(CQ Roll Call via AP Images)
But seriously-there is nothing Republicans won't do to secure tax cuts for the rich.
It was only two weeks ago that the GOP's effort to repeal and replace Obamacare (after seven years of presumable preparation) ended in complete failure, leaving Speaker Paul Ryan to meekly state, "Doing big things is hard." Trump and congressional Republicans seemed content to leave the American Health Care Act's wreckage in their rearview mirror as they headed for greener, seemingly less divisive, pastures: tax reform.
That now seems to have been a head fake.
Last week, party leaders revealed that the Obamacare repeal is back on the table and negotiations are again under way-an indication that
Ryan knows the only way to make his steep tax cuts revenue-neutral is to first repeal Obamacare
, and that he is ready to accede to even more extreme provisions floated by the party's far-right flank in order to do so.
Enter Mark Meadows, leader of the House Freedom Caucus, the group of three dozen far-right members that was instrumental in blocking the AHCA's passage because it didn't eviscerate the Affordable Care Act quite enough.
Meadows now calls for a plan that allows states to do away with two of the core ACA protections that the AHCA had previously left untouched. As Margot Sanger-Katz explains in an excellent piece at The Upshot: First, states could rescind the essential health benefits component that requires providers to cover some basic benefits, including prescription drugs, maternity care, mental health services, and hospitalization. Second, states could effectively nullify protections for people with preexisting conditions by getting rid of community rating, a provision that requires insurers to charge the same rate for everyone of the same age.

.....

> _What you will do_:
1. Answer these questions using the article on the Obamacare repeal:
(a) What did Speaker Paul Ryan say after the effort to repeal and replace Obamacare failed?
(b) How many members does the House Freedom Caucus have?
(c) What does community rating require insurers to do?
2. Decide whether each statement agrees with the article on the Obamacare repeal:
(a) The effort to repeal and replace Obamacare followed years of presumed preparation.
(b) The American Health Care Act had already removed the essential health benefits requirement.
(c) The House Freedom Caucus helped block the passage of the American Health Care Act.
3. Continue the article on the Obamacare repeal, starting after its last sentence.

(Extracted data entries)

.....

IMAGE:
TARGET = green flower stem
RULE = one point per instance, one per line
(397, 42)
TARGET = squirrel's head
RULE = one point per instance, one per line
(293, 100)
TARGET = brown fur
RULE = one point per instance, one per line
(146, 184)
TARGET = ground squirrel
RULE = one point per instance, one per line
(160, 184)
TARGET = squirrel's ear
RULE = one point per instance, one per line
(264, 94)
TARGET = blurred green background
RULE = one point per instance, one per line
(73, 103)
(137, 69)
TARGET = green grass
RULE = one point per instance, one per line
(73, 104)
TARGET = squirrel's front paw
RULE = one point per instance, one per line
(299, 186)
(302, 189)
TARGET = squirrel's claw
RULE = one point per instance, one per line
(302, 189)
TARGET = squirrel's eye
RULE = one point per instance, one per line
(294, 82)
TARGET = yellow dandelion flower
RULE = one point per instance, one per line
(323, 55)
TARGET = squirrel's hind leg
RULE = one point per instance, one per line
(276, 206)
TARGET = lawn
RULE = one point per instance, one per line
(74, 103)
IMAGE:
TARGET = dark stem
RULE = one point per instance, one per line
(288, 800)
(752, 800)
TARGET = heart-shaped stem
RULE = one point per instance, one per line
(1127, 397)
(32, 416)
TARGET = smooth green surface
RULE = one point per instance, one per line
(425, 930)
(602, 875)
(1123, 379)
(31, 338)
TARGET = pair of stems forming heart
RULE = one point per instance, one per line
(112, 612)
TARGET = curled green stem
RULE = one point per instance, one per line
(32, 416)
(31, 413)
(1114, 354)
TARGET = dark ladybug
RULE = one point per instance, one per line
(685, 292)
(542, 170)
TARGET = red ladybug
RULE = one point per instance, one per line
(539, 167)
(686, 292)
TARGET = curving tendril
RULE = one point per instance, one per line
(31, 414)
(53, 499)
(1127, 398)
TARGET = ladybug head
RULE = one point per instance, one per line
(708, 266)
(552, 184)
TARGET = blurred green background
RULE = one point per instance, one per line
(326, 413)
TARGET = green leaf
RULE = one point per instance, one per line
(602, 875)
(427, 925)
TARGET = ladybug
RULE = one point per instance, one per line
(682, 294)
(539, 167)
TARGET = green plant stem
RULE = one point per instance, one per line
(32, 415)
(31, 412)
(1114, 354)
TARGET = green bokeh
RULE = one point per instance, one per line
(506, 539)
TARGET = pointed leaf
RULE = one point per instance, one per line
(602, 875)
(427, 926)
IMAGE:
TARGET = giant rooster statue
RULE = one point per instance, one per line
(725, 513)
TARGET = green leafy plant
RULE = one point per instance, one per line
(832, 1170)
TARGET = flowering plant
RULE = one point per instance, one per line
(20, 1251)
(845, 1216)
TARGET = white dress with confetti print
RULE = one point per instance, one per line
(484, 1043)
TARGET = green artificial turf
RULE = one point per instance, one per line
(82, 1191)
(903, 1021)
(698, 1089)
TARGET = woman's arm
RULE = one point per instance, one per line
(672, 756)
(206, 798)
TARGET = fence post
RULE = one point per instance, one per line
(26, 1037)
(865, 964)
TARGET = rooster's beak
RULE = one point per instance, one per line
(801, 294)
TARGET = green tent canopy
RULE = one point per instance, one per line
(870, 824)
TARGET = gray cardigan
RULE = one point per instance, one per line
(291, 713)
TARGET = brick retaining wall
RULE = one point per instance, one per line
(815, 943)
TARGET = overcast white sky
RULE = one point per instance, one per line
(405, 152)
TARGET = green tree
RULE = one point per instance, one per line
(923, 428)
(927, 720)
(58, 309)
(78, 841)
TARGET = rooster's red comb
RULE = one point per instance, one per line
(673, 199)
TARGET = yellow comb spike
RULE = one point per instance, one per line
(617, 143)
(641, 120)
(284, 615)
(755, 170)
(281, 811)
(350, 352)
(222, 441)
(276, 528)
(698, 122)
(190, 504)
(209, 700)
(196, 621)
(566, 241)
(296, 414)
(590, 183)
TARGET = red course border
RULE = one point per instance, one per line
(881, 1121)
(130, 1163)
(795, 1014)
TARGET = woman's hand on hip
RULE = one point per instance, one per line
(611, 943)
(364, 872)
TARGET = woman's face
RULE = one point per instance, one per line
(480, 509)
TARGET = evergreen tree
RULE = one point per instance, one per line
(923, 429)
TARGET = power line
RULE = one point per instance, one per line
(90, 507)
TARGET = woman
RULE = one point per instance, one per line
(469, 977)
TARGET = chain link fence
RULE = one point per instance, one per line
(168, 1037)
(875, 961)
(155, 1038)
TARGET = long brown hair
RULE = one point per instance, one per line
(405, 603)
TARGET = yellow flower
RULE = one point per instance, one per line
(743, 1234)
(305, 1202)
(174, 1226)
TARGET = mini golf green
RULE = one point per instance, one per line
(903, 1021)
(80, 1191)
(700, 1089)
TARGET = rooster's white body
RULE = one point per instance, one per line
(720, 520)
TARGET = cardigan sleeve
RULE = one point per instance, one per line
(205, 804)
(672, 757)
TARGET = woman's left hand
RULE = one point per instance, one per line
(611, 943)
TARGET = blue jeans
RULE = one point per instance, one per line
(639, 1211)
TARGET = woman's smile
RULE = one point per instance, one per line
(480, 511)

.....

> _Responses per task_:
1.
(a) "Doing big things is hard."
(b) Three dozen.
(c) It requires insurers to charge the same rate for everyone of the same age.

2.
(a) Yes: "after seven years of presumable preparation"
(b) No: "two of the core ACA protections that the AHCA had previously left untouched"
(c) Yes: "was instrumental in blocking the AHCA's passage"

3.
The result of this proposal, Sanger-Katz writes, would be devastating-while a cancer patient may still be able to get health insurance, it could very well not cover chemotherapy treatment and would cost many times more than that of a healthy person. "Only cancer patients with extraordinary financial resources and little interest in the fine print would sign up," Sanger-Katz writes. Republicans would likely be able to point to lower premiums because the only people who could afford coverage would be those with a perfect bill of health-and even then, their plans would likely be very stingy.
In short,
Meadows wants to turn the AHCA, already a vehicle for an enormous upward redistribution of wealth, into an even more egregious reverse-Robin Hood scheme.
As Robert Greenstein, president of the Center for Budget and Policy Priorities, writes, even without Meadow's proposed additions to the AHCA, "the House bill, if enacted, would represent the greatest assault on low- and moderate-income Americans of any law in modern times. It would also represent the largest direct transfer from low- and moderate-income people to the very wealthy in memory."
The vast majority of tax breaks would go to the top 1 percent. The wealthiest 400 taxpayers in the country would see annual tax cuts of $7 million-$2.8 billion in total-each year.
The victims of that largesse, as the Congressional Budget Office found, would be the 24 million Americans who would lose health-care coverage over the next ten years. Millions more would get diminished or more expensive coverage. Josh Bivens of the Economic Policy Institute finds that the AHCA would cost Americans a staggering $33 billion just in higher deductibles and copays by 2026.
Republicans claim that the ACA repeal's built-in tax cuts-totaling roughly $70 billion in 2019 alone-will spur job growth because the cuts are mostly targeted at those almighty job creators. That's not what the numbers show, however. As Bivens finds, repealing the ACA would reduce job growth by 1.2 million by 2019, as tens of millions of Americans are forced to spend more on health-care costs, reducing their disposable income.
If Meadow's proposal is rolled into the AHCA, it might just bring enough of his ultra-conservative colleagues on board to open up a narrow path for passage in the House. Thus amended, the bill, if passed, would illustrate that Republicans see no level of pain inflicted on average Americans-like people dying of cancer because they can't afford chemotherapy-that can't be assuaged with the aloe of trickle-down tax cuts. For that, Mark Meadows is our Trickle Downer of the Week.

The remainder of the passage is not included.